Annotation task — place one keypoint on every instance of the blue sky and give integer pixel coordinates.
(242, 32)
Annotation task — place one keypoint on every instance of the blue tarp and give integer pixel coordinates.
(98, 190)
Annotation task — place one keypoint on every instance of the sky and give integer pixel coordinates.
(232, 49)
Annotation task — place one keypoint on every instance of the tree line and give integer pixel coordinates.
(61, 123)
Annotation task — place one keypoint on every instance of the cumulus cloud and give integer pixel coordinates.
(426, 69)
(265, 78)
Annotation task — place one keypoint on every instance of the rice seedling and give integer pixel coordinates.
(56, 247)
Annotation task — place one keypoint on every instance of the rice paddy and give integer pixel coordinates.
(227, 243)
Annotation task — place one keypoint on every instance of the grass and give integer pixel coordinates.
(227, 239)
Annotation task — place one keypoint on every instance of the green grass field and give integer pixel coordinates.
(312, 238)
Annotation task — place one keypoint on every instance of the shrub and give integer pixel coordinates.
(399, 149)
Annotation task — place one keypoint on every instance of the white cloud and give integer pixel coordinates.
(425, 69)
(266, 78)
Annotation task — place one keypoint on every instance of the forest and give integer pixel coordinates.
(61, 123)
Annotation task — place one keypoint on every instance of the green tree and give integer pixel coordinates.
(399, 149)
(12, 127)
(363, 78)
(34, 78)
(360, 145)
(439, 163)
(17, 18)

Given task:
Write out every line of the material above, word for word and in the same order.

Answer in full:
Annotation task — place one keypoint on every instance of the blue sky and give integer pixel coordinates.
(242, 32)
Annotation task — place one keypoint on every instance of the blue tarp and give integer pixel coordinates.
(98, 190)
Annotation task — place one keypoint on every instance of the sky and give integer pixel coordinates.
(232, 49)
Annotation task — place one keypoint on every instance of the tree line and give integer pixel coordinates.
(61, 123)
Annotation task — place one keypoint on every instance of the cumulus cloud and give integer pixel coordinates.
(426, 69)
(265, 78)
Annotation task — place one keypoint on every instance of the rice seedling and give integer pixel coordinates.
(56, 247)
Annotation task — place one keypoint on every instance of the rice paddy and give integer pixel coordinates.
(227, 243)
Annotation task — place one keypoint on every instance of the grass and give integer pixel coordinates.
(227, 239)
Annotation task — place one keypoint on every instance of the green grass field and give integer pixel coordinates.
(312, 238)
Annotation task — place one keypoint on every instance of the shrub and give integer pixel coordinates.
(399, 149)
Annotation task — place one keypoint on every instance of the white cloud and give integer pixel coordinates.
(425, 69)
(266, 78)
Annotation task — place one keypoint on every instance of the forest and give integer pixel coordinates.
(61, 123)
Annotation task — place one keypoint on every instance of the green tree and give integer pixel coordinates.
(399, 149)
(12, 127)
(363, 78)
(34, 78)
(360, 145)
(439, 163)
(17, 18)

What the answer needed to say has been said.